# Set of tasks:
1 - For the passage on the White Pointer 730, decide whether each statement agrees with it. Answer yes or no and quote the deciding words. (a) The live-bait tank is fitted into the transom step-through. (b) The transom step-through is on the port side. (c) The hardtop carries a six-position rocket launcher.
2 - From the passage on the White Pointer 730, write out the part that opens with the words containing "The owner is" and closes with "starboard (helm) side.".
3 - Answer these questions from the passage on the White Pointer 730, one line each.
(a) How many thru-gunwale rod holders does the boat have?
(b) Where are the pole and gaff racks fitted?
(c) Where is the tank rack fitted?

White Pointer Boats is known for the practical fish and dive layouts of its boats, and the 730 fits the bill perfectly. A stable, open cockpit with plenty of workspace, good footing, toe room and comfortable mid-thigh support at the gunwales provide all the basics.
Fishing fittings include six thru-gunwale rod holders, a six-position rocket launcher on the hardtop, and a further six rod holders mounted on a substantial transom bait-station. A live-bait tank is fitted into the transom step-through, and two tackle lockers are built into the sides. Pole and gaff racks are fitted under the side pockets, and outrigger mounts are on the gunwales, just forward of the main bulkhead.
The owner is obviously keen on his diving; boarding facilities are excellent, and a tank rack is fitted on the outside of the transom (the side shelves look wide enough to take dive tanks as well). The hot shower is a great luxury when you climb out of the water after a dive, and the transom step-through is on the starboard (helm) side.

# Recorded data:
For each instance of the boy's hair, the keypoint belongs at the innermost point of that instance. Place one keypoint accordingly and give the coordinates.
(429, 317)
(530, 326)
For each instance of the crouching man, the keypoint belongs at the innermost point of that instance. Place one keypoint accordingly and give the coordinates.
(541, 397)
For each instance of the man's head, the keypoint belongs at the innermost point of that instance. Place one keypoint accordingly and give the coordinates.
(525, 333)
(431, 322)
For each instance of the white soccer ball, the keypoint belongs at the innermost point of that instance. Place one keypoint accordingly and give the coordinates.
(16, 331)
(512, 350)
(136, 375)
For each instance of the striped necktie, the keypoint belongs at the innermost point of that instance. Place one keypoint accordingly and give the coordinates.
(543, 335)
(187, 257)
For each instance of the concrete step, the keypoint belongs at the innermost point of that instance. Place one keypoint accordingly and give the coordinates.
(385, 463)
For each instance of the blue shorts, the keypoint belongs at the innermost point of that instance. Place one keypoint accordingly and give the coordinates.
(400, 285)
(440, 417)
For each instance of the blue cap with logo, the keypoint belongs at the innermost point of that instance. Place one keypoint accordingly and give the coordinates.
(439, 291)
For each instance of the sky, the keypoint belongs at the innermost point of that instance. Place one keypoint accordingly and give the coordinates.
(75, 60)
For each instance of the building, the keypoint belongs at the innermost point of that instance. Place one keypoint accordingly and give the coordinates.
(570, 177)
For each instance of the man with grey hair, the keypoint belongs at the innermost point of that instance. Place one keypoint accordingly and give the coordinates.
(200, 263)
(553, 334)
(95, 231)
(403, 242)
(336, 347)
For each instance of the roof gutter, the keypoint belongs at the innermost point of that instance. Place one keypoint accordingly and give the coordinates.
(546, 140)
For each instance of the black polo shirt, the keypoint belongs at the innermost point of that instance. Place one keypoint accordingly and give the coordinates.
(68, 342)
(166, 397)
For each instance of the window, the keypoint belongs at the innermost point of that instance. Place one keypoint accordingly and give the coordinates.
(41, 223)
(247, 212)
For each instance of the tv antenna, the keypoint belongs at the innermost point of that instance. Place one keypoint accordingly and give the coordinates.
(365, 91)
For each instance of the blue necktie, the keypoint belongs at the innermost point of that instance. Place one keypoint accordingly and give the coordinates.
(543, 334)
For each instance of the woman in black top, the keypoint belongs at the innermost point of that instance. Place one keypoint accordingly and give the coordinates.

# Written responses:
1 -
(a) Yes: "A live-bait tank is fitted into the transom step-through"
(b) No: "the transom step-through is on the starboard (helm) side"
(c) Yes: "a six-position rocket launcher on the hardtop"

2 -
The owner is obviously keen on his diving; boarding facilities are excellent, and a tank rack is fitted on the outside of the transom (the side shelves look wide enough to take dive tanks as well). The hot shower is a great luxury when you climb out of the water after a dive, and the transom step-through is on the starboard (helm) side.

3 -
(a) Six.
(b) Under the side pockets.
(c) On the outside of the transom.